Testo fornito ::
===============

Confartigianato Imprese Umbria: «Paradossale e deleterio»

Critiche anche da parte di Confartigianato che, nel commentare gli sviluppi sulla ‘fase due’, ritiene «paradossale e deleterio per l’economia regionale il fatto che l’Umbria, la regione con la minore incidenza del contagio, sia del tutto indifferente e in atteggiamento passivo di fronte alle iniziative praticamente di tutte le regioni del nord e del centro che stanno cercando una strada autonoma per rispondere alle esigenze economiche di riapertura in piena sicurezza delle attività. I danni che ogni ora si producono alla rete delle imprese umbre sono impressionanti e stanno ponendo una ipoteca sul nostro futuro. Occorrono interventi e certezze per anticipare le riaperture di tutte le attività umbre in sicurezza. Invece non otteniamo risposte nemmeno sulle questioni più semplici. Confartigianato in Umbria ha richiesto alla presidente della giunta regionale, Donatella Tesei, una ordinanza per riattivare da subito, quindi prima del previsto 4 maggio l’attività di vendita per asporto da parte di Bar, Ristoranti, Pizzerie, Pasticcerie, Gelaterie, Rosticcerie ecc. Ordinanze di questo tipo sono già in vigore in Toscana, Marche, Veneto, Emilia Romagna, Liguria, Abruzzo, Friuli Venezia Giulia, tutte regioni che hanno una incidenza del contagio superiore rispetto all’Umbria. Tale possibilità nella piena sicurezza sanitaria garantita da alcuni semplici accorgimenti consentirebbe un riavvio immediato di almeno una parte dell’attività economica delle imprese del settore alimentare. Anticipare di una settimana la vendita per asporto è perfettamente possibile considerato che sette regioni hanno già proceduto in tal senso. In Umbria significherebbe evitare una parte degli ingentissimi danni giornalieri che si verificano a discapito dei settori economici sopra indicati. Gli imprenditori dell’Umbria – spiega Confartigianato Imprese – stanno soffrendo la permanenza di limitazioni eccessive e spesso non giustificate dalla situazione epidemiologica all’attività d’impresa: è possibile limitare i danni a queste imprese con un semplice atto amministrativo immediato».

Sgalla, Manzotti, Bendini

I sindacati controbattono: «Le aziende a che punto sono? Lavoratori non sono cavie»

===============

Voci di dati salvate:
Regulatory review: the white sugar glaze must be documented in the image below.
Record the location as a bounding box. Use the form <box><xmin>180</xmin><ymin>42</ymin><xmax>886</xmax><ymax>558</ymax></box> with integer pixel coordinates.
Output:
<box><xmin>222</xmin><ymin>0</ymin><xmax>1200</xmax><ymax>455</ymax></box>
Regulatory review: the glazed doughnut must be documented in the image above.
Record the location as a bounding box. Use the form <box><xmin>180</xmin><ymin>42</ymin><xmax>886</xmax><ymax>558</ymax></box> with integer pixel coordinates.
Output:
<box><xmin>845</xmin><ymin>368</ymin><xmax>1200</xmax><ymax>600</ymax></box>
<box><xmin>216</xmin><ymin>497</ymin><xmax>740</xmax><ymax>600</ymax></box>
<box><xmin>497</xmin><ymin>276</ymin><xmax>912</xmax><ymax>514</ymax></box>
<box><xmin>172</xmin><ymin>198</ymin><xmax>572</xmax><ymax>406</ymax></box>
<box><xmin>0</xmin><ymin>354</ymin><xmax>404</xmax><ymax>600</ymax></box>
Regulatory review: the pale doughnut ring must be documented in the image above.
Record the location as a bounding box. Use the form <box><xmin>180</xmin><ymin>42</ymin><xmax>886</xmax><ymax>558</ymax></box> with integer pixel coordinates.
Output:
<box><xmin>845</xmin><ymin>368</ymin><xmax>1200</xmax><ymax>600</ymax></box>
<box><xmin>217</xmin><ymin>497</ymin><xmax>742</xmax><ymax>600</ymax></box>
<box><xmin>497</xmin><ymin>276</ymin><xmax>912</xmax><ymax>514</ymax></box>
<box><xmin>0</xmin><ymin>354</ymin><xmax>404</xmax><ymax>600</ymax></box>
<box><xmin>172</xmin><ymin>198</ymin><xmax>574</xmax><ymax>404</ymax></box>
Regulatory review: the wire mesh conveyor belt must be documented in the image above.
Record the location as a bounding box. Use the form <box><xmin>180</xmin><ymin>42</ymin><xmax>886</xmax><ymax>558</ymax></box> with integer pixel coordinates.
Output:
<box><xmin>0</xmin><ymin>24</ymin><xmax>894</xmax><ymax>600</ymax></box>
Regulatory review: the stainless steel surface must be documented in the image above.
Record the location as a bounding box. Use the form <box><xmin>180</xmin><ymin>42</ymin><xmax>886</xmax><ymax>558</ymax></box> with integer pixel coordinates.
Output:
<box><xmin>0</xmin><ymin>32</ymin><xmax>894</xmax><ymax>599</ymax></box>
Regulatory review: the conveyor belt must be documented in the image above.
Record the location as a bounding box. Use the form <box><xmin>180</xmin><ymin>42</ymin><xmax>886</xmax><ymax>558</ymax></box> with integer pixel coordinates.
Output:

===============

Compito da svolgere :: Nel testo su Confartigianato Umbria, a chi è stata chiesta un'ordinanza per riattivare la vendita per asporto prima del 4 maggio?

Soluzione del compito :: Alla presidente della giunta regionale, Donatella Tesei.